Bacaan:
——

Berdasarkan jawaban yang diberikan oleh para siswa mengenai kinerja guru tersertifikasi, didapatkan hasil bahwa 26% guru tersertifikasi selalu jelas jika menerangkan materi pelajaran, 30% sering, 40% guru tersertifikasi kadang-kadang masih tidak jelas jika menerangkan suatu materi. Sedangkan 2% siswa menjawab bahwa guru mereka tidak pernah jelas jika menerangkan materi, dan 2%lainnya menjawab tidak tahu.
Chart 2: Kinerja Guru dalam Menjelaskan Materi Pelajaran
Ket:  (1) selalu, (2) sering, (3) kadang-kadang, (4) tidak pernah, (5) tidak tahu











5.        Ketrampilan Mengelola Kelas
            Ketrampilan mengelola kelas juga merupakan salah satu kompetensi dasar mengajar yang harus dikuasai oleh para guru. Berikut chart yang menggambarkan jawaban siswa mengenai kinerja guru tersertifikasi dalam keterampilannya menguasai kelas.

——

Daftar yang Disediakan:
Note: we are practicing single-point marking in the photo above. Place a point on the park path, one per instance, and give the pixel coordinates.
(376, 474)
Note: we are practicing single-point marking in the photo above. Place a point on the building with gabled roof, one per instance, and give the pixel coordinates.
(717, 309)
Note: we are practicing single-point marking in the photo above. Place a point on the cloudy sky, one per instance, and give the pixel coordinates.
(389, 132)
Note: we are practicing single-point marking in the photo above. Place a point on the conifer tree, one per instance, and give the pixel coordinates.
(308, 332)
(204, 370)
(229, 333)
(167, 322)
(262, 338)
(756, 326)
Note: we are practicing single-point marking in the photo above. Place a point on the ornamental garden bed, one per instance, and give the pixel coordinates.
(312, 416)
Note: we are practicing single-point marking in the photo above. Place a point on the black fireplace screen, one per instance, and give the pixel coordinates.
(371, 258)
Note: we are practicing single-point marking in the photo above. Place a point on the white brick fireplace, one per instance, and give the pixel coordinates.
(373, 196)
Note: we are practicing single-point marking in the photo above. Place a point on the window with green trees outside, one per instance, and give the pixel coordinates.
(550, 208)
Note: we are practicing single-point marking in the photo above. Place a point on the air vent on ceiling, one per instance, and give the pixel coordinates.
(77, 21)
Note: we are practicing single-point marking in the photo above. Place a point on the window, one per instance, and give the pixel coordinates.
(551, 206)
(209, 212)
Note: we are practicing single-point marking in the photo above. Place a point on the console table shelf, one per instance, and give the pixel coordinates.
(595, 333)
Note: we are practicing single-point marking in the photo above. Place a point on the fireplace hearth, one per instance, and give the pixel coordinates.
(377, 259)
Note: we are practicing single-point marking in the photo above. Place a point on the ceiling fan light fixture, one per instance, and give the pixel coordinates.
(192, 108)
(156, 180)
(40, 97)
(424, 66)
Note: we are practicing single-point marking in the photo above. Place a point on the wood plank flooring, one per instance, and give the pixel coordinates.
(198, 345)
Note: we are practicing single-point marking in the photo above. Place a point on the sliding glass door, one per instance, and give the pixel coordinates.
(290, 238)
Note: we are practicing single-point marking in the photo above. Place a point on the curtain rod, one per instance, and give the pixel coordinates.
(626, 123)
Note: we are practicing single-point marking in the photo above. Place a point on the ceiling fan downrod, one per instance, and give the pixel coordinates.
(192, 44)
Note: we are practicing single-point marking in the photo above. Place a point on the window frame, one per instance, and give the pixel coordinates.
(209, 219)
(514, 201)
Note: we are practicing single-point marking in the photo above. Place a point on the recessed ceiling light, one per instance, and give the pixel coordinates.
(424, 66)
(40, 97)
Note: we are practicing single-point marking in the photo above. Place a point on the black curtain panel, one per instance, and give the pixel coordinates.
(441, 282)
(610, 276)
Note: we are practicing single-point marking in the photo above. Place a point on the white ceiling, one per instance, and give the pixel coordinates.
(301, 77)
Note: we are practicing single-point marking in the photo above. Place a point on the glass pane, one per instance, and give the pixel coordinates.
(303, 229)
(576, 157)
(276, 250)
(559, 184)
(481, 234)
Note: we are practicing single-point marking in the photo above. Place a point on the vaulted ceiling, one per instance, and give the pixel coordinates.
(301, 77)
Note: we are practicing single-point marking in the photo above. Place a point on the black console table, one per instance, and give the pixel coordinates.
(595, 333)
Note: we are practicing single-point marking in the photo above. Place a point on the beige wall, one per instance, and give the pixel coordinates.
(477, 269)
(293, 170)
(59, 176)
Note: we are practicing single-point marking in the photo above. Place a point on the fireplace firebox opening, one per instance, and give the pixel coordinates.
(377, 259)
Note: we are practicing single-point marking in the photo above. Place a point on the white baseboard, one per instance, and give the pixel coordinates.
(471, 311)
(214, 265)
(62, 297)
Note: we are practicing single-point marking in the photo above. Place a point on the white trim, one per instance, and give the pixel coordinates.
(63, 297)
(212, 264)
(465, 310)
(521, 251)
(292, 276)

——

Tujuan Tugas:
(A) Tuliskan ulang bagian bacaan tentang kinerja guru tersertifikasi. Mulailah dari kata-kata yang memuat "5.        Ketrampilan Mengelola" dan berhentilah setelah "keterampilannya menguasai kelas.".
(B) Menurut bacaan tentang kinerja guru tersertifikasi, berapa persen guru tersertifikasi yang selalu jelas ketika menerangkan materi pelajaran?
(C) Ubahlah paragraf dalam bacaan tentang kinerja guru tersertifikasi yang diawali dengan "Berdasarkan jawaban yang diberikan" menjadi sebuah daftar singkat tanpa menghilangkan angka-angkanya.

Jawaban Setiap Tugas:
(A)
5.        Ketrampilan Mengelola Kelas
            Ketrampilan mengelola kelas juga merupakan salah satu kompetensi dasar mengajar yang harus dikuasai oleh para guru. Berikut chart yang menggambarkan jawaban siswa mengenai kinerja guru tersertifikasi dalam keterampilannya menguasai kelas.

(B) 26%

(C)
Jawaban siswa tentang kejelasan guru tersertifikasi saat menerangkan materi pelajaran:
- Selalu jelas: 26%
- Sering jelas: 30%
- Kadang-kadang masih tidak jelas: 40%
- Tidak pernah jelas: 2%
- Tidak tahu: 2%